__EXTRAIT__.
....
Revue d'Evidence-Based Medicine
Prise de décision partagée : moins de prescriptions d’antibiotiques ?
Texte sous la responsabilité de la rédaction néerlandophone
Contexte
Malgré les différents efforts déployés pour réduire le recours aux antibiotiques en cas d’infection des voies respiratoires, ces médicaments sont encore trop souvent prescrits (1,2). L’utilisation inadéquate d’antibiotiques favorise la résistance microbienne (1,3). La plupart des infections des voies respiratoires ne présentent pas d’étiologie bactérienne (4,5). Une synthèse de la Cochrane Collaboration portant sur l’effet de diverses interventions visant à limiter la consommation d’antibiotiques concluait que les interventions axées à la fois sur les patients et sur les médecins sont probablement celles qui donnent les meilleurs résultats (6). Dans le modèle de processus de décision partagée, le travailleur de la santé et le patient prennent ensemble une décision fondée sur les preuves disponibles ainsi que sur les valeurs et les préférences du patient (7).
Résumé
Population étudiée
- inclusion de 250 médecins généralistes (âge moyen : 40,5 à 44 ans ; environ 50% ayant une mission d’enseignement) de 9 pratiques de formation répartis sur 6 régions du Québec (Canada) et attachés au département de médecine générale et de médecine d’urgence de l’Université de Laval
- exclusion des médecins qui avaient déjà participé à DECISION+ (module antérieur au présent module de formation) et des médecins ne pratiquant pas pendant la période d’étude (de juillet 2010 à avril 2011)
- inclusion de 449 patients (>60% d’adultes, âgés en moyenne de 40 à 43 ans, et <40% d’enfants âgés en moyenne de 5 ans, accompagnés par un parent ou un tuteur) présentant une infection des voies respiratoires (telle que bronchite, otite moyenne, pharyngite, rhinosinusite) et pour qui l’utilisation des antibiotiques a été réfléchie soit par le patient, soit par le médecin généraliste. Le patient, le parent ou le tuteur devait comprendre, savoir lire et écrire le français.
Protocole d’étude
- étude contrôlée avec randomisation par grappes et stratification en fonction de la localisation en zone rurale ou urbaine
- deux bras d’étude :
- groupe intervention (n=5 pratiques) : DECISION+2, programme de formation sur le processus de décision partagée comportant un module en ligne et un atelier interactif d’une durée de 2 heures chacun
- groupe témoin (n=4 pratiques) : prise en charge habituelle, pas d’accès au module en ligne de DECISION+2
- les participants du groupe intervention ont disposé d’un mois pour suivre le module en ligne ; l’atelier, modéré par des facilitateurs familiers du module, s’est déroulé dans le lieu de pratique du médecin ; programme de formation ciblant des informations de médecine factuelle concernant le diagnostic et le traitement des infections des voies respiratoires et sur les compétences en communication du médecin ; programme s’appuyant sur des vidéos, des exercices et du matériel d’aide à la décision
- immédiatement après la consultation, les patients et les médecins ont rempli un questionnaire et trois listes de scores sur le diagnostic et sur le processus décisionnel menant ou non à la prescription d’antibiotiques
- 2 semaines après la consultation, un contact a été pris par téléphone pour poser 2 autres questions et remplir 3 listes de scores.
....
__EXERCICES À RÉALISER__.
1. Répondez à ces questions sur le texte sur la décision partagée :
(a) Combien de médecins généralistes l'étude a-t-elle inclus ?
(b) Quelle est la durée de l'atelier interactif de DECISION+2 ?
(c) Combien de temps après la consultation le contact téléphonique a-t-il eu lieu ?
2. D'après le texte sur la décision partagée, pourquoi l'utilisation inadéquate des antibiotiques pose-t-elle problème ? Répondez en une à trois phrases.
3. Reprenez le texte sur la décision partagée et les antibiotiques après sa dernière phrase.
....
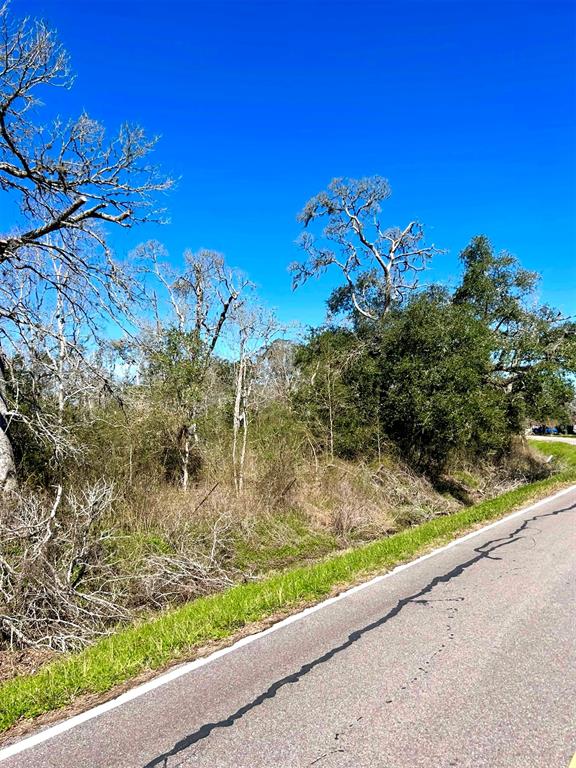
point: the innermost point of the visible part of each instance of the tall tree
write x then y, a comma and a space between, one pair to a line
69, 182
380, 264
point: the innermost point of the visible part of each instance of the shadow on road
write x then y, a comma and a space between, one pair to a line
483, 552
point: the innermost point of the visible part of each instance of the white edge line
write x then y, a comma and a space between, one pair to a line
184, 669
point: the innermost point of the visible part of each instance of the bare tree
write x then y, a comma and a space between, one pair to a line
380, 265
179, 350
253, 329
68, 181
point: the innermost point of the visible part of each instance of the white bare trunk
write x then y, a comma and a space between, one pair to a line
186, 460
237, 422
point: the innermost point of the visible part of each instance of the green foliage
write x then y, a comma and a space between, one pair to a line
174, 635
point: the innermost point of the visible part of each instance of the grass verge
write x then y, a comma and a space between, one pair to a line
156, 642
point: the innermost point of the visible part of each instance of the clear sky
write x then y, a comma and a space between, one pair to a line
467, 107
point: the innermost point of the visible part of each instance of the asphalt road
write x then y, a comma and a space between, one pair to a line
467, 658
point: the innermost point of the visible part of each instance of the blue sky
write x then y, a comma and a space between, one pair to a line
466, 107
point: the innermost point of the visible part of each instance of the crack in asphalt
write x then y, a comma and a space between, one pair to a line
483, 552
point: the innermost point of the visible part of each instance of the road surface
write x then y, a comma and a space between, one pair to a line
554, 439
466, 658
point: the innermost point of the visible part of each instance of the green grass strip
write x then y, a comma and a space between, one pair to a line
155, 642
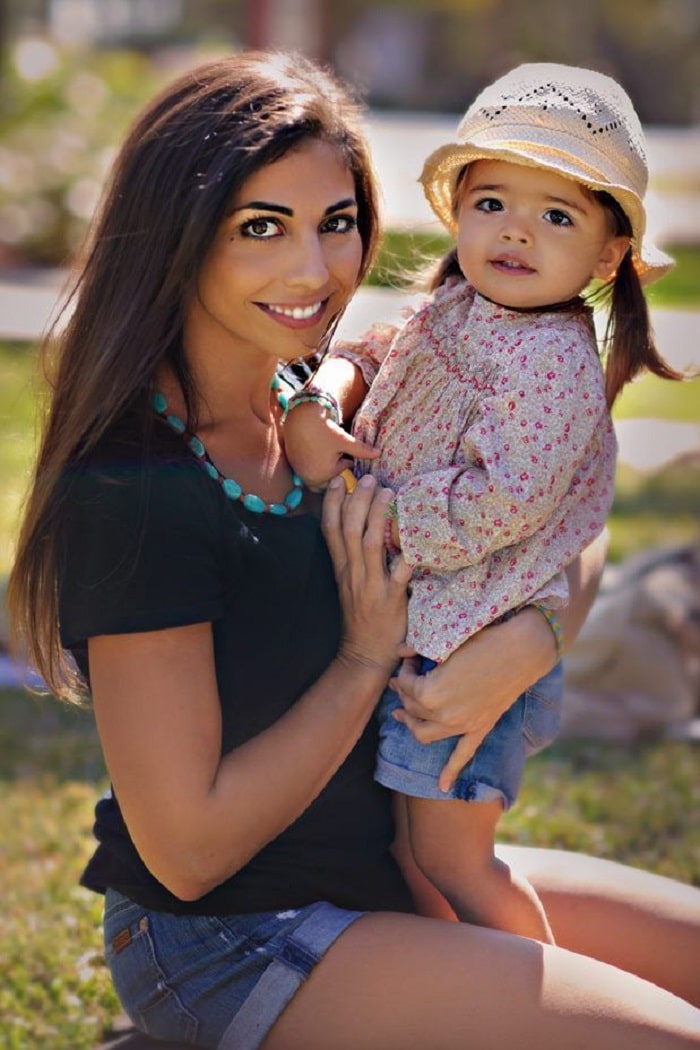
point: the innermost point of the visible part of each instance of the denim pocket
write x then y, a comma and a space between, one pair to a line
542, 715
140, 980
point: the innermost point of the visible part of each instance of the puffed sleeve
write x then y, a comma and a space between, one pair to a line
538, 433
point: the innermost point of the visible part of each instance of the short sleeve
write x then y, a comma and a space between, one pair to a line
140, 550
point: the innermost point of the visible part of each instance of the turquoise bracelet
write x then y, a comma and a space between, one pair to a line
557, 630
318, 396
....
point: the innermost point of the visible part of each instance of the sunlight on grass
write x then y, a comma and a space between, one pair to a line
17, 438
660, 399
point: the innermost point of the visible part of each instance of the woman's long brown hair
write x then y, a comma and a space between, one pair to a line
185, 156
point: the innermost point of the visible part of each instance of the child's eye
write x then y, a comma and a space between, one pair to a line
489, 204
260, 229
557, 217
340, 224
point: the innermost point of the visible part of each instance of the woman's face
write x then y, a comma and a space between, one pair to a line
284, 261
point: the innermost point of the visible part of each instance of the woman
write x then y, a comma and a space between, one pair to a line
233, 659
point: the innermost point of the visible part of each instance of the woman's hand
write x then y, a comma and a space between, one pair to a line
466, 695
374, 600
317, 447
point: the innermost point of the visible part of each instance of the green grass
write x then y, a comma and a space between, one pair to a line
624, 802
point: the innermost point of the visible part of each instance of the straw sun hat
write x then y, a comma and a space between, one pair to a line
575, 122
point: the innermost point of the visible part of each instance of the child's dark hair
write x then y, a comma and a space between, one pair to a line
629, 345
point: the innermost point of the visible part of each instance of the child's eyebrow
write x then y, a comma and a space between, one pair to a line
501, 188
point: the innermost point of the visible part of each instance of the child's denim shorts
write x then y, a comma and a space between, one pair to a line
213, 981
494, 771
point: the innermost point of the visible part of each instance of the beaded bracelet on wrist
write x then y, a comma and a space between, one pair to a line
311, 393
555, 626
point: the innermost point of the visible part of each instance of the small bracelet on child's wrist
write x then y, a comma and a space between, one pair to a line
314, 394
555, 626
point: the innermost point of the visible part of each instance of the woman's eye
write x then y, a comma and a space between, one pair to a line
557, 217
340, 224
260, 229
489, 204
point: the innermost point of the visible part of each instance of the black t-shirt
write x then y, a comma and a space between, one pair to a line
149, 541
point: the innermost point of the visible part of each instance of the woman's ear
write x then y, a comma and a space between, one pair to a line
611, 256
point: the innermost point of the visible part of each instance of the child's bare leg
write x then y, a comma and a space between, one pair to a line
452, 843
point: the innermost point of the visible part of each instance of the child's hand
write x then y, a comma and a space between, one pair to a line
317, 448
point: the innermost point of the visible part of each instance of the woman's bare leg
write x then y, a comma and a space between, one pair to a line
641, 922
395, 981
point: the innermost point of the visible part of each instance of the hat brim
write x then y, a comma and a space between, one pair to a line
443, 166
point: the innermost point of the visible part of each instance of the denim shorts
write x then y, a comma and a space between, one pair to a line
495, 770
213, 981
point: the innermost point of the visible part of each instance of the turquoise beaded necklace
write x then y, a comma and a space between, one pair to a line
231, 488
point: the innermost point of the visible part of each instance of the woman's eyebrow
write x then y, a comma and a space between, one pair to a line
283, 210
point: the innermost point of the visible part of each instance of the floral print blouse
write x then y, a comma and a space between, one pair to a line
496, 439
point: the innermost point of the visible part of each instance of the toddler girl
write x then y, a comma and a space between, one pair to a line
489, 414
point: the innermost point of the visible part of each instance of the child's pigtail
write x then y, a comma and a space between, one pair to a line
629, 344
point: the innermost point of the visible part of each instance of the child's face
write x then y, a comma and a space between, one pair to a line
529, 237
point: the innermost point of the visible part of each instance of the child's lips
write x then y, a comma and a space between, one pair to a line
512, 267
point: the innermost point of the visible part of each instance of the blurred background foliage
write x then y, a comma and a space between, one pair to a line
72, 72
....
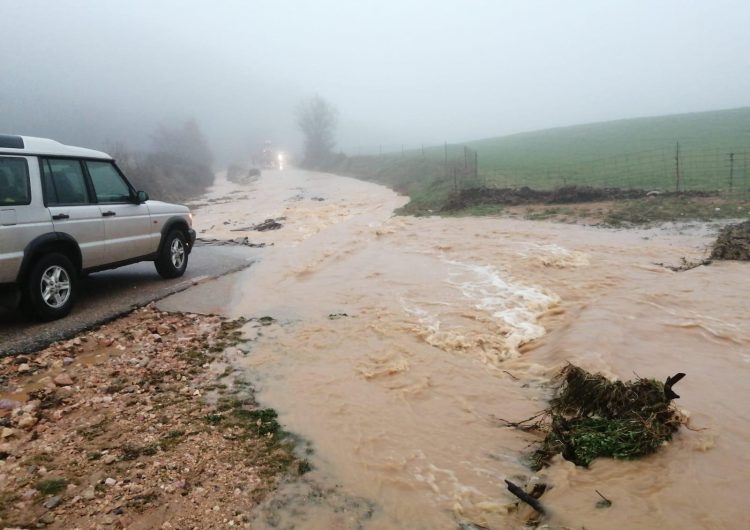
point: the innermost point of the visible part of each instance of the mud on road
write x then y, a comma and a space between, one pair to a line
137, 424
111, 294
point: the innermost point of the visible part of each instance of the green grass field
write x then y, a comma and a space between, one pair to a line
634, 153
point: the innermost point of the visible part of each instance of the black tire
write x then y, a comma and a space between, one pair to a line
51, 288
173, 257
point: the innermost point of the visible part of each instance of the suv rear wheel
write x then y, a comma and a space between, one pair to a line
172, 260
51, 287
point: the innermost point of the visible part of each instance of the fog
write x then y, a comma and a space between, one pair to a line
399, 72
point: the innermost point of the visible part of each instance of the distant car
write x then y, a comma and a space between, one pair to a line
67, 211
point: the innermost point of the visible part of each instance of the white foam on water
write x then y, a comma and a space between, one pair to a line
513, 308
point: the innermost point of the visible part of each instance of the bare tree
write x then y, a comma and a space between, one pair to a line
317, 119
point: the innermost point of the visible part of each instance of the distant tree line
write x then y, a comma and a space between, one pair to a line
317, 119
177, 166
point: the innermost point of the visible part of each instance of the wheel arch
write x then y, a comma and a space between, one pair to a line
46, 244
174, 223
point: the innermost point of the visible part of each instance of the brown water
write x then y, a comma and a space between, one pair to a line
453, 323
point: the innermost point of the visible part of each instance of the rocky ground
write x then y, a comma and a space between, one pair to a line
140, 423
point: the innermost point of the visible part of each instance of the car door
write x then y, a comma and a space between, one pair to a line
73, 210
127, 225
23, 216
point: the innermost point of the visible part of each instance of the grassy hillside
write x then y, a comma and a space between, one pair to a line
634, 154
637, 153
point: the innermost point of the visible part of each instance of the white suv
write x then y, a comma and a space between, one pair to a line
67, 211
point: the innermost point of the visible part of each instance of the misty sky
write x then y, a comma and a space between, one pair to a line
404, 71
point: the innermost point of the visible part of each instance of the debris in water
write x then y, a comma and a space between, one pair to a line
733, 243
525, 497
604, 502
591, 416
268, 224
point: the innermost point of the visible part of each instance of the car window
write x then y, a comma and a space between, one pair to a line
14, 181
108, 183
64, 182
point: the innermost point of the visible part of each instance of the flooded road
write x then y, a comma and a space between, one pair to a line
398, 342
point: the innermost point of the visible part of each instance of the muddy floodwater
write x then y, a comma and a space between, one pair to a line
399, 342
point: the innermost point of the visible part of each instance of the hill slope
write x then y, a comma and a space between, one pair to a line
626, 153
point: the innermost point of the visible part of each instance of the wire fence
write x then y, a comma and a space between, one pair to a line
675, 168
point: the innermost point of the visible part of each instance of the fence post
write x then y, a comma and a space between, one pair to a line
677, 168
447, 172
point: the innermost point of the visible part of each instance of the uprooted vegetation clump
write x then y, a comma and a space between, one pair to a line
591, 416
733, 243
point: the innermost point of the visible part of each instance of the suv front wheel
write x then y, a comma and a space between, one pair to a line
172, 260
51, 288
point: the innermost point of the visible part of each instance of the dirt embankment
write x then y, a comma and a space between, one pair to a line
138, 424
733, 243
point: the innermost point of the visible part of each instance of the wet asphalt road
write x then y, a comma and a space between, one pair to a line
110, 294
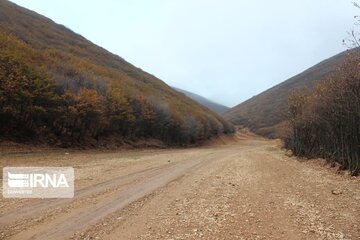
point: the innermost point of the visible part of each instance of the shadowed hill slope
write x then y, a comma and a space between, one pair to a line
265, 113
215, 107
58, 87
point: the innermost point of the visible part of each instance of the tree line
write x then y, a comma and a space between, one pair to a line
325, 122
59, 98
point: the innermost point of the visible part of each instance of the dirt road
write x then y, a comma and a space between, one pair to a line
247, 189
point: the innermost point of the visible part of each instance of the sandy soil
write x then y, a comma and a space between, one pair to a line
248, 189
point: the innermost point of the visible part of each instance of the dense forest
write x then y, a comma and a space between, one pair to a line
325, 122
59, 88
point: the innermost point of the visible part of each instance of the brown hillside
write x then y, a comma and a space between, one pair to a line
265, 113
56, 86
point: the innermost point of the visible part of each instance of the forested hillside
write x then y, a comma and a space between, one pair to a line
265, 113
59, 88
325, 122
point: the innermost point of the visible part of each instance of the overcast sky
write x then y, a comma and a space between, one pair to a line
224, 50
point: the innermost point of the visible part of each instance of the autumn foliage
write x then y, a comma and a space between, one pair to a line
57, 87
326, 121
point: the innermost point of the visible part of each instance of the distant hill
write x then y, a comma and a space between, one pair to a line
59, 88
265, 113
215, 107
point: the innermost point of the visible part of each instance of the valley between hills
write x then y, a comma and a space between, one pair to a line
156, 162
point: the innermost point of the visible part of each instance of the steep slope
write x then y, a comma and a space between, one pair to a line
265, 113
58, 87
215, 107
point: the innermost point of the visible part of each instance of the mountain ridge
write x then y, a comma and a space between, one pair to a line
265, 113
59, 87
....
__LISTE DES RÉPONSES__.
1.
(a) 250 médecins généralistes.
(b) 2 heures.
(c) 2 semaines.

2. L'utilisation inadéquate des antibiotiques favorise la résistance microbienne.

3.
Mesure des résultats
- critère de jugement primaire : pourcentage de patients ayant opté pour un antibiotique immédiatement après la consultation
- critères de jugement secondaires : désaccord quant à la décision, sentiment d’un réel processus de décision partagée, qualité de la décision (après la consultation), observance du traitement, nouvelle consultation, regret quant à la décision prise, qualité de vie (SF-12), intention de continuer à utiliser le processus de décision partagée.
Résultats
- dans le groupe intervention, 72,8% des médecins généralistes ont suivi le module en ligne, et 73,5% ont participé à l’atelier
- critère primaire : pourcentage de patients ayant opté pour un antibiotique immédiatement après la consultation : diminution dans le groupe intervention, passant de 41,2% à 27,2%, et augmentation dans le groupe témoin, passant de 39,2% à 52,2% ; différence absolue de 25% ou risque relatif ajusté de 0,48 (avec IC à 95% de 0,34 à 0,68) quant au choix d’un antibiotique immédiatement après l’intervention
- critères de jugement secondaires :
- les patients du groupe intervention déclarent une expérience d’un rôle plus actif dans le processus décisionnel (67% vs 49% ; p<0,001)
- aucune différence entre les 2 groupes pour les autres critères.
Conclusion des auteurs
Les auteurs concluent que le programme de formation sur le processus de décision partagée (DECISION+2) améliore la participation des patients au processus décisionnel et entraîne une diminution du nombre de patients qui optent pour le recours à un antibiotique comme traitement d’une infection aiguë des voies respiratoires. Cette diminution n’a pas eu d’influence négative sur le bien-être des patients deux semaines après la consultation.
Financement
Bourse du Conseil du médicament du Québec / Fonds de la recherche en santé du Québec. Ce fonds n’est pas intervenu dans la conception, le dessin, la conduite, l’analyse, l’interprétation et le rapport de l’étude, et il n’a pas eu accès aux données. Aucun des investigateurs n’a reçu de compensation financière.
Conflits d’intérêt
Pas de conflits d’intérêt déclarés.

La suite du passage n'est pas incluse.